Aim of the task
Lines to be reproduced exactly: the one that holds "Target: blue sky" and all those after it through the end of the data. Include no others.

[Stored data entries]
----------------------------------------

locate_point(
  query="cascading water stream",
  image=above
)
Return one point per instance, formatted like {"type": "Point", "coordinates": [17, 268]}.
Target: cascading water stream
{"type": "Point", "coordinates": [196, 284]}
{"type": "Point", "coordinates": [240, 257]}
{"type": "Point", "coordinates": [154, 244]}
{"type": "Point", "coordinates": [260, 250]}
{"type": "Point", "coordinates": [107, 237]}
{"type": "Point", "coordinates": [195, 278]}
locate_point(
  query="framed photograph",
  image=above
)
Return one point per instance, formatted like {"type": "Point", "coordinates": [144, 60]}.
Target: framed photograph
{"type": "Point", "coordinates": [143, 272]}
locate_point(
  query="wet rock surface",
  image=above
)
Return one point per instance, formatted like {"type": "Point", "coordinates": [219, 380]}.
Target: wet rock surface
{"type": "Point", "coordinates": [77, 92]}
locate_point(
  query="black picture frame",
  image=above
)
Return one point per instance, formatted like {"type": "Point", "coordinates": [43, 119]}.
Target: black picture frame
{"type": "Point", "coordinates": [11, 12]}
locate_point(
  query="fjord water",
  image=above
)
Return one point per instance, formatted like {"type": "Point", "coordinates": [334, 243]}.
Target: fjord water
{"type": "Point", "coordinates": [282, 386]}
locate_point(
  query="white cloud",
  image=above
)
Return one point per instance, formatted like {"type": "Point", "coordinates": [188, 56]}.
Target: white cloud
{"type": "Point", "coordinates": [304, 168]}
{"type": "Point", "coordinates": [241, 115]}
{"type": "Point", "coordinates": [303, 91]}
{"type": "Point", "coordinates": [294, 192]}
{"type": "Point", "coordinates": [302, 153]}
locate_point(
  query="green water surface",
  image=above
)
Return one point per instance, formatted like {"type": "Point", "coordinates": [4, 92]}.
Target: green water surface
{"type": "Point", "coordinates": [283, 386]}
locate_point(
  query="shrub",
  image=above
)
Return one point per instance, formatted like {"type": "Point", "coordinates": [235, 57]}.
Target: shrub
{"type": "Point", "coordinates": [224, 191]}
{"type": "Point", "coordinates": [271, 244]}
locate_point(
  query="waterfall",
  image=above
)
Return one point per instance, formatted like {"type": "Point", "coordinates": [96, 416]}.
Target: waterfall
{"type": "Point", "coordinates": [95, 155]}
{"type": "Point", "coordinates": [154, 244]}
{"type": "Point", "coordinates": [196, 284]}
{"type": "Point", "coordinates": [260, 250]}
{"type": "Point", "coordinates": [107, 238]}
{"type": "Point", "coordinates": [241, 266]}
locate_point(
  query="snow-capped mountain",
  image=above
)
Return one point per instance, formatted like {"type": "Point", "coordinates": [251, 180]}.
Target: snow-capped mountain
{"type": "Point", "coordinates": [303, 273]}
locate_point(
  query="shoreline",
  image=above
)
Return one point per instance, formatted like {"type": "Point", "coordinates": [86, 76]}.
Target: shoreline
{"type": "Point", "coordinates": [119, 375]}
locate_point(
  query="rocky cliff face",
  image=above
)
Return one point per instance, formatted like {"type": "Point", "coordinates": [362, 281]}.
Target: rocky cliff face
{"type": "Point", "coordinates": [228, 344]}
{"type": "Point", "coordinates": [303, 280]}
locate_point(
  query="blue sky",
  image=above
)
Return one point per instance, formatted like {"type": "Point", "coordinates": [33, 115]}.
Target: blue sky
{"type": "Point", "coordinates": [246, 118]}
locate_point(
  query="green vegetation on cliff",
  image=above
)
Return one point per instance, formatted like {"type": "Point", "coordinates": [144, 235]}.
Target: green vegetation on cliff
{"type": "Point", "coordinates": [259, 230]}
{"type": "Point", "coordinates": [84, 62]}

----------------------------------------

Response to the exercise
Target: blue sky
{"type": "Point", "coordinates": [246, 118]}
locate_point(
  query="green vegetation on cliff",
  image=above
)
Return one point per instance, formatted like {"type": "Point", "coordinates": [144, 235]}.
Target: green vegetation on cliff
{"type": "Point", "coordinates": [259, 230]}
{"type": "Point", "coordinates": [84, 62]}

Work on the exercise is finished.